● Activity: Your task is to copy all of the data exactly.

● Working data:
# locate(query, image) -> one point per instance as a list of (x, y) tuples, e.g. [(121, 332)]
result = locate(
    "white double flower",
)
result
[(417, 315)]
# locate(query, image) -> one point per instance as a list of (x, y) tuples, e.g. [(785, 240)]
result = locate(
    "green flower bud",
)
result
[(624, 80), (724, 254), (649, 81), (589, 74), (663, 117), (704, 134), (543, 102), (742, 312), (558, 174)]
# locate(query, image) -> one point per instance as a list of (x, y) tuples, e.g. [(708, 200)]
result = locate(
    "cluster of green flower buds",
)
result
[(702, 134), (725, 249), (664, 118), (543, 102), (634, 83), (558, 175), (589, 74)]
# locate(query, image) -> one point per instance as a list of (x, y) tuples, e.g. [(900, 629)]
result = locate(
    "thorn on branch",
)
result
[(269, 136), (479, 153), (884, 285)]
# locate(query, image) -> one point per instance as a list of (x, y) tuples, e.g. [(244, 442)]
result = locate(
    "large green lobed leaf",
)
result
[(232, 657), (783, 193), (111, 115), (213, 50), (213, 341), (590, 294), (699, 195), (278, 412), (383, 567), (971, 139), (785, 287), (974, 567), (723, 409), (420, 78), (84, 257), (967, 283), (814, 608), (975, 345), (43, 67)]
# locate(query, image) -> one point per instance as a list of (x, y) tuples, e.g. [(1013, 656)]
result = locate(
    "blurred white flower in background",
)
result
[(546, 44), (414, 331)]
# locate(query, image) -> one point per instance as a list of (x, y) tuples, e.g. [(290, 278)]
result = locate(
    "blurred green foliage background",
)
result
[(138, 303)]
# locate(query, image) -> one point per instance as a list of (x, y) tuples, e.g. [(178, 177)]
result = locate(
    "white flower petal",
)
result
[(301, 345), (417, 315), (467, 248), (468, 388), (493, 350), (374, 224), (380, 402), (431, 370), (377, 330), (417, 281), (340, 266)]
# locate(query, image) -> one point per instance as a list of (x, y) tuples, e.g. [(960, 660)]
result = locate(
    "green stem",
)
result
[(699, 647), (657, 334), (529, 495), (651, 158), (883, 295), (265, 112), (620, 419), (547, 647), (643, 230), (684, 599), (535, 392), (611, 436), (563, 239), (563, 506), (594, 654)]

● Answer for the task:
# locate(query, image) -> one point per instance as a list of (x, y) tuples, e.g. [(121, 332)]
result = locate(
    "white double flower",
)
result
[(417, 315)]
# locate(query, image) -> one point per instance as a list of (x, y) tuples, e.g. [(785, 240)]
result = locate(
    "green flower bud",
)
result
[(624, 80), (724, 254), (649, 81), (589, 74), (663, 117), (704, 134), (543, 102), (742, 312), (558, 174)]
# locate(query, image) -> one point per instance as a list of (x, y) tuples, e.g. [(708, 200)]
result = locate(
    "cluster of green flower buds",
)
result
[(702, 134), (725, 249), (664, 118), (543, 102), (634, 83), (558, 175), (589, 74)]
# locate(query, image) -> one point per instance as a list of (x, y) tuples, e.g. [(900, 629)]
result = locate(
    "thorn on branch",
)
result
[(269, 136), (479, 153), (884, 285)]
# locate(query, image) -> one point per instance as a list of (x, y) tuples, e.g. [(244, 442)]
result = locate(
    "large green lobed leaf",
)
result
[(232, 657), (783, 193), (111, 115), (213, 50), (213, 341), (590, 294), (699, 195), (278, 412), (383, 567), (971, 139), (785, 287), (974, 567), (723, 409), (420, 78), (84, 257), (967, 283), (814, 608), (975, 345), (43, 67)]
# locate(query, image) -> one point per instance as a list of (x, y) tuples, e.g. [(1013, 656)]
result = locate(
    "blurred white flower in background",
)
result
[(546, 44), (414, 331)]
# locate(query, image) -> one point per instance as a list of (x, y) tuples, e.g. [(290, 278)]
result = locate(
    "blurred green foliage background",
)
result
[(138, 303)]
# locate(query, image) -> one point per instance as a list of (x, y) tuples, e.g. [(178, 177)]
result = locate(
    "white flower petal",
)
result
[(301, 345), (417, 315), (467, 248), (468, 388), (493, 350), (374, 224), (380, 402), (431, 370), (377, 330), (417, 281), (340, 266)]
# locate(query, image) -> one point per instance as a list of (x, y) tuples, e.g. [(960, 660)]
result = locate(
    "green stem",
)
result
[(699, 647), (657, 334), (529, 495), (651, 158), (883, 295), (265, 112), (620, 419), (547, 647), (643, 230), (684, 599), (535, 392), (611, 436), (563, 239), (563, 506), (594, 654)]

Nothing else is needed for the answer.